▶ [WHAT IS NEEDED] Copy out the part of the Professor Hyde profile that opens with "Lastly, Professor Hyde" and closes with "to 165 MPH.", swapping "pickleball" for "badminton".

▶ [PAGE TEXT]
== == ==
After he retired from Ford, Professor Hyde kept teaching at ISD as an Adjunct Professor. In June 2020, there was an opportunity to be appointed an Associate Professor and Program Director of Automotive Engineering. He leapt at the opportunity to make a difference to the students, as well as invigorate the program, position it for the new reality of the automotive industry, and infuse it with more experiential engineering learning opportunities.
“It was a crowning achievement in my life,” he said. “Within a week of finding out that I would be appointed to this full-time position, though, my wife of 38 years passed away after a three-year struggle with ALS. It has been very bitter sweet, but she wanted me to do this as much as I did.”
Professor Hyde is focused on ensuring ISD is recognized as a preeminent educational center for developing solutions for complex socio-technical problems. As part of that, he is striving to ensure the Michigan Automotive Program is among the top global graduate programs for preparing and inspiring students to become the leaders who will engage in the rapid technological and business restructuring of the Automotive Industry to create the optimal transportation solutions the world needs going forward. Tactically, the first step he took was to improve existing courses and develop the new courses needed to enable students to understand and be effective in the new world of the automotive industry and a variety of other complex product industries (aerospace, appliances, telecommunication, and medical products).
In 2020, he renovated the AUTO 501 Integrated Vehicle Design class to connect the lectures of industry experts to a full semester product creation project to enable them to demonstrate application of the concepts the lecturers were talking about and to bring technical leadership debates into the class to broaden the perspectives of students for the socio-technical and business issues they will face on the job. He also created a new course on the Fundamentals of Vehicle Dynamics to better link first principle vehicle physical behavior with the vehicle parameters that influence them. The class was inspired by a class he took through the SAE with U-M Professor Tom Gillespie who taught it 50 percent in a classroom and 50 percent on the test track.
“We can’t take students on a test track, but we can give them a taste of it using state-of-the-art vehicle simulation software,” Professor Hyde said. “During this summer we were gifted a vehicle simulator by Mechanical Simulation Corporation who created the vehicle dynamics application we use, CarSim. It has been set up in UMTRI just a short walk from the new Ford Robotics building on North Campus. The plan is to have students experience their assignments on this simulator and project teams, such as M-Racing and Solar Car use it to become more competitive.”
Lastly, Professor Hyde has been spending many hours each week advising students on how best to extract maximum value from the Michigan experience and how to attract employers. “Helping students to define their career goals and then getting them on the right track to achieve them is very rewarding,” he said.
‘People Matter Most’
Professor Hyde’s hobbies include collecting and playing guitars, playing pickleball, tennis and golf, spending time with his grandchildren, and working on his four classic cars in his brand new “monster” garage. One of his cars is a 2015 Shelby GT350R he drives at track events at speeds up to 165 MPH.
“In the time since my wife passed, I work on my collection of cars,” he said. “I hoped it would make me excited, but frankly working with the students and seeing my three daughters and two grandchildren brings me more joy than the garage, cars, or guitars could ever do. I guess this is the real lesson – people matter most.”
== == ==
▶ [DATA TO EXAMINE]
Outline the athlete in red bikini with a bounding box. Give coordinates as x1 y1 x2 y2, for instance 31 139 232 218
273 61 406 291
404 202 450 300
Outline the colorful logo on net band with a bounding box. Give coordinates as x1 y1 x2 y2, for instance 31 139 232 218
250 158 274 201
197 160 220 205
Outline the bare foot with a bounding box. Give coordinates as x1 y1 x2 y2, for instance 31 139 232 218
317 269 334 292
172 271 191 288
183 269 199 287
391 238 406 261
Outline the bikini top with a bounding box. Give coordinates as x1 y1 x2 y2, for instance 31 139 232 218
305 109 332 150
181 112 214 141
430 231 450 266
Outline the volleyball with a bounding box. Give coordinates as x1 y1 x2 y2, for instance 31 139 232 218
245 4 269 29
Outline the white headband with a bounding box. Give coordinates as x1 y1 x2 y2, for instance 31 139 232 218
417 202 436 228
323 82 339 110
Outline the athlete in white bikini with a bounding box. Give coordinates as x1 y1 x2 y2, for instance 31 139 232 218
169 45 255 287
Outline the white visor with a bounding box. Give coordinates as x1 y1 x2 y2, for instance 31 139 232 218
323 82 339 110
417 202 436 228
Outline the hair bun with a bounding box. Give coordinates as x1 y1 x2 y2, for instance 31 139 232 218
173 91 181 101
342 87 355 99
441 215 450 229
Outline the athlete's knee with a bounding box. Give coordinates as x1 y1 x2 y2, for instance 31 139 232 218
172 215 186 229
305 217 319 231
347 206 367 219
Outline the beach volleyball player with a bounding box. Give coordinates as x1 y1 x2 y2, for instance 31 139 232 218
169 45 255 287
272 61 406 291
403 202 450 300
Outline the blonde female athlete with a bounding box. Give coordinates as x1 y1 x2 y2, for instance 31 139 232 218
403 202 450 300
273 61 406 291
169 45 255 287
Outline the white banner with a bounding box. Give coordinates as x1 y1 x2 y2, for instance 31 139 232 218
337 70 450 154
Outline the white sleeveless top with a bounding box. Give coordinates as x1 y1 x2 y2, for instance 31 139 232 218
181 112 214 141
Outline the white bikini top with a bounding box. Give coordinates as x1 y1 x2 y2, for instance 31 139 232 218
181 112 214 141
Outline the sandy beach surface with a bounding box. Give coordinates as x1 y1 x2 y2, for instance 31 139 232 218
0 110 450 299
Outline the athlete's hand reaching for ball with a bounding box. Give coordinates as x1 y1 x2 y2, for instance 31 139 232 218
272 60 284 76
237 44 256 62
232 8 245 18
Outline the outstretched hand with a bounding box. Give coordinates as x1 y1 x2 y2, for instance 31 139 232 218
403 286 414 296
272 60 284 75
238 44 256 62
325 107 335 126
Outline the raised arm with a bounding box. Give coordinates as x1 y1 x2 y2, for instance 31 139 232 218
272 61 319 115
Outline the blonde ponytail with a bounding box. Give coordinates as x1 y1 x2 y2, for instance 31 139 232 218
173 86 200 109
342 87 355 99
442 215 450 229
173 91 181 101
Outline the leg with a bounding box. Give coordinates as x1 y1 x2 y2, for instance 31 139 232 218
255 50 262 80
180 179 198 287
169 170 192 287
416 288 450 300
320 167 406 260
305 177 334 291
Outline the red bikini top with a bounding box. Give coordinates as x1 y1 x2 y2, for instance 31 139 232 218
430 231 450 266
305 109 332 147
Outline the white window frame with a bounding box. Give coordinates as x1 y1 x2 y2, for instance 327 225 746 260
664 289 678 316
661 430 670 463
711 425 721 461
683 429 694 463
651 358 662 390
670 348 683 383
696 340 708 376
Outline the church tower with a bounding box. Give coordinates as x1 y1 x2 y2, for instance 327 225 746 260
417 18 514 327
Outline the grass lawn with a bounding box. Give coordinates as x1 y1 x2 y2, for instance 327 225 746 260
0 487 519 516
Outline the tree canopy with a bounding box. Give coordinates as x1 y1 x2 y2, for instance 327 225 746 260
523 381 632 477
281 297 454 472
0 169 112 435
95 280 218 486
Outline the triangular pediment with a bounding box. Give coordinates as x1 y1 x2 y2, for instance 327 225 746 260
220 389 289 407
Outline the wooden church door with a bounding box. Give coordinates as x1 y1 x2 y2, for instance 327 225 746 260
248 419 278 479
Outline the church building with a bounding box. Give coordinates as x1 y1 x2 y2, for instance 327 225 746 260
== == ==
▶ [OUTPUT BELOW]
Lastly, Professor Hyde has been spending many hours each week advising students on how best to extract maximum value from the Michigan experience and how to attract employers. “Helping students to define their career goals and then getting them on the right track to achieve them is very rewarding,” he said.
‘People Matter Most’
Professor Hyde’s hobbies include collecting and playing guitars, playing badminton, tennis and golf, spending time with his grandchildren, and working on his four classic cars in his brand new “monster” garage. One of his cars is a 2015 Shelby GT350R he drives at track events at speeds up to 165 MPH.